Given problem: Add 145 to every coordinate value in the part that opens with the line containing "Can you find the small" and closes with the last of the lines below. Write out each line of that part again, including the lines that hold no coordinates.

[Position identification records]
================

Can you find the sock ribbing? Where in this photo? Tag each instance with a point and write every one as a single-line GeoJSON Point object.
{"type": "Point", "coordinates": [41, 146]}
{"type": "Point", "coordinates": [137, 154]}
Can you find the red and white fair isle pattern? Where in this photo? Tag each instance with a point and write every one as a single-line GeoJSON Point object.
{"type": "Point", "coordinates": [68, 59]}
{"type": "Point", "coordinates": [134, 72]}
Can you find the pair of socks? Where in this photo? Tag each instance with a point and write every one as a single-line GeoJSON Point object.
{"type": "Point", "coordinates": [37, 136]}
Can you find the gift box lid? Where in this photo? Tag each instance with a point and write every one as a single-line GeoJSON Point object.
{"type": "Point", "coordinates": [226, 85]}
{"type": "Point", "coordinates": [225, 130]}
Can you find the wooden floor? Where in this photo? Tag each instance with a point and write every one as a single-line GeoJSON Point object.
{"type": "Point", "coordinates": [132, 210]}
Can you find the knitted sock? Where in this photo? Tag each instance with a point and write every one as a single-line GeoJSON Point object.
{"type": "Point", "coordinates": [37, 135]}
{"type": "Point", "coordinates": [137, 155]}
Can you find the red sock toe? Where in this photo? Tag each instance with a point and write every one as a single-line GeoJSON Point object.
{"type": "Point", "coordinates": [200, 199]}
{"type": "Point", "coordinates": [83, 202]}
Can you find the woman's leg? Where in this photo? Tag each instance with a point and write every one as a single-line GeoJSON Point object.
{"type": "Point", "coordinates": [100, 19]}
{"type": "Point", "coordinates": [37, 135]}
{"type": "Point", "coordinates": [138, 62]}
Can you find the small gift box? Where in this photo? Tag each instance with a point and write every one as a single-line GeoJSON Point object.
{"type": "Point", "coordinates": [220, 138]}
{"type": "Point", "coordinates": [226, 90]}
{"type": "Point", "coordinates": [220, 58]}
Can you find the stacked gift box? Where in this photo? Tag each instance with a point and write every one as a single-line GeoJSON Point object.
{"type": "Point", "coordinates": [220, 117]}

================

Solution to this task:
Can you find the small gift box? Where in this photo? Tag each instance with a point and write every one as a single-line GeoJSON Point object.
{"type": "Point", "coordinates": [365, 283]}
{"type": "Point", "coordinates": [371, 235]}
{"type": "Point", "coordinates": [365, 203]}
Can you find the stacked gift box? Where in this photo? Tag each instance with a point and write every one as a single-line GeoJSON Point object.
{"type": "Point", "coordinates": [365, 262]}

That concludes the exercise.